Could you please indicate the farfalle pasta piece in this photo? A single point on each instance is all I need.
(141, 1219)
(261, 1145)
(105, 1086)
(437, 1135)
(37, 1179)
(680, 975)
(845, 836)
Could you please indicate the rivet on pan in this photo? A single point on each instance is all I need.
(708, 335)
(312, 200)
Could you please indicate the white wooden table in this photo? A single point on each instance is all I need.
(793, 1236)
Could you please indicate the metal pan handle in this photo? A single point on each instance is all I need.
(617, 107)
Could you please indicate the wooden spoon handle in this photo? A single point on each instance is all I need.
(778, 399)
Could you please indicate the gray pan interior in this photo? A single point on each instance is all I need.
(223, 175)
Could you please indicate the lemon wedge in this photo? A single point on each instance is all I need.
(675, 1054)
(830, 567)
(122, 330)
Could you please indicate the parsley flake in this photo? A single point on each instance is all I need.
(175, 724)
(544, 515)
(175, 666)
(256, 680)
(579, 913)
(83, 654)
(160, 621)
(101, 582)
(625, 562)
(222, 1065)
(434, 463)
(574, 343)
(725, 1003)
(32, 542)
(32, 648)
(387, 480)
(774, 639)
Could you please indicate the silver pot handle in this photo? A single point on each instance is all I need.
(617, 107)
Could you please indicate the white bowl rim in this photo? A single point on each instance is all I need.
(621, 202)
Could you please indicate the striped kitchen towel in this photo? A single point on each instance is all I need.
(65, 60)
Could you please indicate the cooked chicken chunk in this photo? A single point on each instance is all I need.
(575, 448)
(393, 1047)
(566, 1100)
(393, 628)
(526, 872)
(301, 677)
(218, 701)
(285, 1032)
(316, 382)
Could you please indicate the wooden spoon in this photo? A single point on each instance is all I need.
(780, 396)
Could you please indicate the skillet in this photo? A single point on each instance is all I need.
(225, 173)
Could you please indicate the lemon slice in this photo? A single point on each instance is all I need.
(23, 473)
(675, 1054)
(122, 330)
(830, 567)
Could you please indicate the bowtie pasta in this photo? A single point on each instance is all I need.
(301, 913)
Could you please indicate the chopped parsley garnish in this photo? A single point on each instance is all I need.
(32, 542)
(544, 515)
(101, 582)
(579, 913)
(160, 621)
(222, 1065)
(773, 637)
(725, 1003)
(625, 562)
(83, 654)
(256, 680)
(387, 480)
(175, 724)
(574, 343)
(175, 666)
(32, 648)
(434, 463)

What to produce -> With both ends included, please retype exactly the lines from the line containing "Could you please indicate the striped" to the final line of the data.

Task output ->
Could you please indicate the striped kitchen towel in this photo? A single point on each instance is all I need.
(65, 60)
Could you please indicate the cooked chicken chunk in this photo? A single point on each instance is all I need.
(575, 448)
(393, 1047)
(566, 1100)
(393, 628)
(526, 872)
(301, 677)
(218, 701)
(285, 1032)
(316, 382)
Could you please indicate the wooden spoon in this photo? A single point on each instance is all I need.
(780, 396)
Could you please indicate the skillet in this photo? A single point on each instance is all I need.
(225, 173)
Could you please indicate the lemon slice in this photo? A single point on each instance is all I need.
(23, 473)
(675, 1054)
(122, 330)
(830, 567)
Could you please indicate the bowtie pasta in this photo? A single point on each instance is all I need.
(301, 913)
Could you please indicate the chopped parsley garnish in this photo? A single point on each instance is all I need.
(32, 542)
(544, 515)
(101, 582)
(579, 913)
(160, 621)
(222, 1065)
(773, 637)
(725, 1003)
(625, 562)
(83, 654)
(256, 680)
(387, 480)
(175, 724)
(574, 343)
(175, 666)
(32, 648)
(434, 463)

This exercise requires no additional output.